HARTA HILANG KOTA TAK BERTUAN


Aku pernah membaca sebuah buku yang berjudul ‘membaca ombak’ karya Pak Chaidir. Di salah satu tulisannya bercerita tentang suatu daerah kaya yang kini miskin yaitu Dabo Singkep. Aku ingin bercerita sedikit tentang Singkep sebelum akhirnya aku mengalihkan ceritaku.
Singkep dulunya masih bergabung dengan Riau. Namun karena pemekaran daerah dan akhirnya terpisah, kepulauan Riau yang termasuk didalamnya Dabo Singkep, adalah sebuah daerah yang kaya akan penambangan timahnya. Mamaku sering bercerita tentang tanah kelahirannya itu, bagaimana kehidupan disana waktu dulu. Kakek yang seorang tentara, memensiunkan dirinya waktu muda dan kemudian bekerja di perusahaan timah. Hasil yang didapat sebagai karyawan tetap di perusahaan tersebut bisa dibilang sangat memuaskan. Kehidupan yang berlimpah pun dirasakan mama. Kemudian kakek membuka banyak kebun yang akhirnya menambah penghasilan.
Kini daerah itu sepi, kawan! Tidak hanya dari cerita Pak Chaidir dan juga mama, tapi aku menyaksikannya sendiri. Sejak kecil hingga kini aku masih sering ‘pulang kampung’ ke Singkep. Pertama tiba di pelabuhan, kami hendak mencari kendaraan yang akan mengangkut kami menuju Paya Luas. Susah sekali menunggu angkutan umum. Disamping itu, rumah-rumah penduduk di pinggir jalan banyak yang sepi karena ditinggal pemiliknya setelah perusahaan timah tidak berfungsi. Coba kalian lihat jika nanti kalian berkunjung kesana, bangunan-bangunan yang ada hanya bangunan-bangunan tua dan bisa dibilang tidak ada pembangunan seperti kota-kota lainnya di Riau. Tentunya ini merupakan efek dari masa lalu dimana pemerintah yang kurang memperhatikan daerahnya.
——
LATIHAN A → Hitung berapa baris catatan di bawah yang memuat kata "palm", lalu tuliskan angkanya saja.

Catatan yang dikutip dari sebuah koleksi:
——
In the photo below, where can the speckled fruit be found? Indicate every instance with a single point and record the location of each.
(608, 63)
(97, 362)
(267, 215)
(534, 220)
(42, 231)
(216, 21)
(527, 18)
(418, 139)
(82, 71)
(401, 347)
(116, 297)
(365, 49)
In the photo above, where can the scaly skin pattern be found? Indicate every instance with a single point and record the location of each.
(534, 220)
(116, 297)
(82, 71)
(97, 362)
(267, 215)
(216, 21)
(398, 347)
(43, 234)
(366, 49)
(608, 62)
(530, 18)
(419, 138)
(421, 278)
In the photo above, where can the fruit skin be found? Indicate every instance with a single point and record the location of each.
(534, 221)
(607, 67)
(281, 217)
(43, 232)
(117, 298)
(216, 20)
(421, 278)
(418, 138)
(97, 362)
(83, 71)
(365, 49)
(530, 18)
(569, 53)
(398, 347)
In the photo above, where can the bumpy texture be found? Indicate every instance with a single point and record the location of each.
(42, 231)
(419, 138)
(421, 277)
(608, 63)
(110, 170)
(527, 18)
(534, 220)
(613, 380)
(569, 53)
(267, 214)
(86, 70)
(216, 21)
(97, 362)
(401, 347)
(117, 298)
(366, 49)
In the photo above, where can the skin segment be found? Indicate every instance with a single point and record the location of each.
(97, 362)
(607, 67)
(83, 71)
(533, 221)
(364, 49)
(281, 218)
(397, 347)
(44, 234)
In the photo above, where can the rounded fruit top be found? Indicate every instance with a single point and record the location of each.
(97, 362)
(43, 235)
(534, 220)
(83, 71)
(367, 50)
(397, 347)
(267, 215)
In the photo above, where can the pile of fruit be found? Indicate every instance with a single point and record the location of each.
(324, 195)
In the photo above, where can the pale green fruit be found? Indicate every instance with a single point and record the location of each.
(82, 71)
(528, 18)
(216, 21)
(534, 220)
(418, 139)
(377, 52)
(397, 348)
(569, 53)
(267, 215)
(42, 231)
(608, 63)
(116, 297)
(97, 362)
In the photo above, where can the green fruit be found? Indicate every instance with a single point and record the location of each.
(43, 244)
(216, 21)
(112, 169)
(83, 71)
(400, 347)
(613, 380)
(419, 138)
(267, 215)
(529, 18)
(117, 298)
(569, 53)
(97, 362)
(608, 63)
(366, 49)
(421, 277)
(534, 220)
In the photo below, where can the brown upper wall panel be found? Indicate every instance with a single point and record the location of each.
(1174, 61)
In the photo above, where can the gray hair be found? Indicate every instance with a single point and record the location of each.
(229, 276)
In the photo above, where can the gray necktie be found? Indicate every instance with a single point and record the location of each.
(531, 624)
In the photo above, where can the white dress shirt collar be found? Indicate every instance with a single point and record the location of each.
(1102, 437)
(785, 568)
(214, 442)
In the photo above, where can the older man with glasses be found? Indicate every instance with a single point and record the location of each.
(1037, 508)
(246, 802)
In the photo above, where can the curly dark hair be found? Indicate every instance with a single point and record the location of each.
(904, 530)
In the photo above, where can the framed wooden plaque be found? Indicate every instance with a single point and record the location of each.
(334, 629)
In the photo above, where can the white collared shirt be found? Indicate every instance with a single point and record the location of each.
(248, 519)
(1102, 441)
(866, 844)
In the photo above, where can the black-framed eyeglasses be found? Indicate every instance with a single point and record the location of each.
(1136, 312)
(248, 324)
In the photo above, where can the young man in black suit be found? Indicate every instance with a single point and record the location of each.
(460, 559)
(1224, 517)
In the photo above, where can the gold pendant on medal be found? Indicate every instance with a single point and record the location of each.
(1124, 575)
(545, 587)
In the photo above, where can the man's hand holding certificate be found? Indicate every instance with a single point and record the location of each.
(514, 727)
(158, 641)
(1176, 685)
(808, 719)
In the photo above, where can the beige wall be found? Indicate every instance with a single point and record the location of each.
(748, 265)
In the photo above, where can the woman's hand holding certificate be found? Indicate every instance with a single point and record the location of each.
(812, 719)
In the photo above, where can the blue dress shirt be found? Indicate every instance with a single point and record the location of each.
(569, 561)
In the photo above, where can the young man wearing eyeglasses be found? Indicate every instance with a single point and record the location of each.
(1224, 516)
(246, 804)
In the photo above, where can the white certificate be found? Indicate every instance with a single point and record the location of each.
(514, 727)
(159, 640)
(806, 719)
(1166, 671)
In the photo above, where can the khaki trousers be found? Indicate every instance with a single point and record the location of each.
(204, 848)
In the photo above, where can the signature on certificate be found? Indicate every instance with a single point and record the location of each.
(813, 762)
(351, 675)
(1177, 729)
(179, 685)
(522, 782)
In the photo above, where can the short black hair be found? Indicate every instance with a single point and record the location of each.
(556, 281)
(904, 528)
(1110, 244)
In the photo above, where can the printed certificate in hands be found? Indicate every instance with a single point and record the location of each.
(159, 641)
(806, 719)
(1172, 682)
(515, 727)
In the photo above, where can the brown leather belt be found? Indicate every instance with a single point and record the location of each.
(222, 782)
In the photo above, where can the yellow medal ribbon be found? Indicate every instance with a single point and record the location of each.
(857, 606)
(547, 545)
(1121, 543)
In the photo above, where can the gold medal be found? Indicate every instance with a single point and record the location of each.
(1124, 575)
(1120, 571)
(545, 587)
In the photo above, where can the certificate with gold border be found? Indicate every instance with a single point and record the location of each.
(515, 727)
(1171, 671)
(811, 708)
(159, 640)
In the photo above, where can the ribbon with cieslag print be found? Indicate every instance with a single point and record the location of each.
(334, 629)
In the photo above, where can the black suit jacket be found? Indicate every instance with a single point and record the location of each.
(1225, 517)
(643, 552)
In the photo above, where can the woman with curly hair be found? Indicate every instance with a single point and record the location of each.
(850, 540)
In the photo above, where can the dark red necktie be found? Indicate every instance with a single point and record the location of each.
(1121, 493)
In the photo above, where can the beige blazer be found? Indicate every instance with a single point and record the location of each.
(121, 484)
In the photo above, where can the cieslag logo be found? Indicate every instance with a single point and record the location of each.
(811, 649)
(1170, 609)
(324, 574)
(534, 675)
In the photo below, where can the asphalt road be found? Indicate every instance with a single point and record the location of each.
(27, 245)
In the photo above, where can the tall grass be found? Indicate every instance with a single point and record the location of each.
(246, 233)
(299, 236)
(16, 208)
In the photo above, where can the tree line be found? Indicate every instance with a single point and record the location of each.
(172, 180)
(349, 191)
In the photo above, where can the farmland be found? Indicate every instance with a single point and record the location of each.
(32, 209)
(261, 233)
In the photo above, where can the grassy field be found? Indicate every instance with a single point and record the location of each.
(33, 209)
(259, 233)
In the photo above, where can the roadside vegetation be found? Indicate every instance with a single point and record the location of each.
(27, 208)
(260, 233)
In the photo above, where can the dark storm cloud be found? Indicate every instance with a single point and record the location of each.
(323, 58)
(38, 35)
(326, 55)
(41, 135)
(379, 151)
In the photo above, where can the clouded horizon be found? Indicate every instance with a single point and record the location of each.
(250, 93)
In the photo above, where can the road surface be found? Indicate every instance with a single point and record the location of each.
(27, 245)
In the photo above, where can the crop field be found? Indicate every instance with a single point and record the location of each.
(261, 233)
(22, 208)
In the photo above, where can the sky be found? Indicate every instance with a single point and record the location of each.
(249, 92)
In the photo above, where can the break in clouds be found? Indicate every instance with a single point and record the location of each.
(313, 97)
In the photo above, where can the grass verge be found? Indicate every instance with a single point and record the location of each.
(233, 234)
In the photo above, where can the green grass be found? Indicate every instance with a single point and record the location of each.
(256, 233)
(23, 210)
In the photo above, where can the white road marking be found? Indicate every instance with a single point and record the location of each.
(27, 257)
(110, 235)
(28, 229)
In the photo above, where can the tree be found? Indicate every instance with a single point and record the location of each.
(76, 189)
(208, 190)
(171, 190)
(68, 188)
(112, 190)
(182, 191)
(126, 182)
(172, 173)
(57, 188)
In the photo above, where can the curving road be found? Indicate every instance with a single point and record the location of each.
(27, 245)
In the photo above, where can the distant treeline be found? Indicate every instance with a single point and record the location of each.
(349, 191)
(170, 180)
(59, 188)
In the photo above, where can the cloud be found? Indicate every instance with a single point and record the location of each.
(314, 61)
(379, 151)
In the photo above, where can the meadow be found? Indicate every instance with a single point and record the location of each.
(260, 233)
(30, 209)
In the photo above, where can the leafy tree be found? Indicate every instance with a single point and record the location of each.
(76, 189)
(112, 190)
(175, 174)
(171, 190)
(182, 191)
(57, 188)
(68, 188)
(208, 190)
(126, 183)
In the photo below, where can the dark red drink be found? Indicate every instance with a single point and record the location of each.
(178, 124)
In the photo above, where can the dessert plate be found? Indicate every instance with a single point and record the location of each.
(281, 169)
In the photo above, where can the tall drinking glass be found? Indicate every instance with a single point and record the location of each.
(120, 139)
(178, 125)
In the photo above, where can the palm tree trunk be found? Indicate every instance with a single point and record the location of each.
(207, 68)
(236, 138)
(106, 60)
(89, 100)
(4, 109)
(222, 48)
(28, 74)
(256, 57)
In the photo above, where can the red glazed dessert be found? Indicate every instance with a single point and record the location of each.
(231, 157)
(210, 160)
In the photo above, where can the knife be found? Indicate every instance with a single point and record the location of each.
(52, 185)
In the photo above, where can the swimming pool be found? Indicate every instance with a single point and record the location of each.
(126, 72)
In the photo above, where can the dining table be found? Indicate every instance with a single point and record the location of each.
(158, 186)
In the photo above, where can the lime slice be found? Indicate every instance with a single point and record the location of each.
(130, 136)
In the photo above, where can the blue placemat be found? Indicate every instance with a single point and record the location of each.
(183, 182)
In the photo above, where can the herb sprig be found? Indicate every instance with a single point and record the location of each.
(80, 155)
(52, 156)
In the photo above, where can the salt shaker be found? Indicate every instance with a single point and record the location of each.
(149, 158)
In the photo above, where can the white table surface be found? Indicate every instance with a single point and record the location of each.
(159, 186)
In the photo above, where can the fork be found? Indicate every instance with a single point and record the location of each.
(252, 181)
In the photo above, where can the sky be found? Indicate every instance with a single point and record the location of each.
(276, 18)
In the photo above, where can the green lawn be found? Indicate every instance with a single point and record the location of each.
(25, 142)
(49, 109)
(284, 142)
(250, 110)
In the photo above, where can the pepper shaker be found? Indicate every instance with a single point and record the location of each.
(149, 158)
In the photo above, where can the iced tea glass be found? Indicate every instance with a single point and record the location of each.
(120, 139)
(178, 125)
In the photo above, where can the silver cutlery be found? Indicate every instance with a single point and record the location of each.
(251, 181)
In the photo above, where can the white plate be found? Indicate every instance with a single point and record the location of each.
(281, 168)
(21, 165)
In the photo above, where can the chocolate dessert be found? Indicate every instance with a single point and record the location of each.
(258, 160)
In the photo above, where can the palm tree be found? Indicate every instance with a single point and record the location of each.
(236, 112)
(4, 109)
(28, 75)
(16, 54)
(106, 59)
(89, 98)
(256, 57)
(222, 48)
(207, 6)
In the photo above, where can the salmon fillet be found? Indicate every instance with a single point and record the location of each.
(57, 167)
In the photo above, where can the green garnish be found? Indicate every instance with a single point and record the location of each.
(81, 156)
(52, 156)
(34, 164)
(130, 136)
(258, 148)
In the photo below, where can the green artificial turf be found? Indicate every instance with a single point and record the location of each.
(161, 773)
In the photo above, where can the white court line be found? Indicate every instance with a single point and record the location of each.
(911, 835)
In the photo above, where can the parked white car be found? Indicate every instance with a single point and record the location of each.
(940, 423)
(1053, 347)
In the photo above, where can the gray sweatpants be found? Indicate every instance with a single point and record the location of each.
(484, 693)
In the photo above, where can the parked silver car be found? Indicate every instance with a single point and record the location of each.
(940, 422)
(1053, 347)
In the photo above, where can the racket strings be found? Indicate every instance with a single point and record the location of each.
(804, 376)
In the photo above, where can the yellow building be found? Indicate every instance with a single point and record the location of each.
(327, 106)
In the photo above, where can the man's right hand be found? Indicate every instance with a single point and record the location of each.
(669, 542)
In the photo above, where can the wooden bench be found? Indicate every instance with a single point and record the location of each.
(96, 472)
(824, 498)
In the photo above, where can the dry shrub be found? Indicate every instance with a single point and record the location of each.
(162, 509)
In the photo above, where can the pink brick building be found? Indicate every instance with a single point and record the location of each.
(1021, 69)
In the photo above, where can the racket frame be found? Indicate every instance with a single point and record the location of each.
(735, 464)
——
LATIHAN B →
Untuk setiap pernyataan berikut, tentukan apakah isinya sesuai dengan petikan di atas. Jawab ya atau tidak, lalu kutip kata-kata penentunya dari petikan.
(i) Sebelum bekerja di perusahaan timah, kakek penulis adalah seorang tentara.
(ii) Angkutan umum mudah didapat setibanya di pelabuhan.
(iii) Penulis mengenal keadaan Singkep hanya dari cerita orang lain.

JAWABAN LENGKAP A → 2

JAWABAN LENGKAP B →
(i) Ya: "Kakek yang seorang tentara, memensiunkan dirinya waktu muda dan kemudian bekerja di perusahaan timah."
(ii) Tidak: "Susah sekali menunggu angkutan umum."
(iii) Tidak: "Tidak hanya dari cerita Pak Chaidir dan juga mama, tapi aku menyaksikannya sendiri."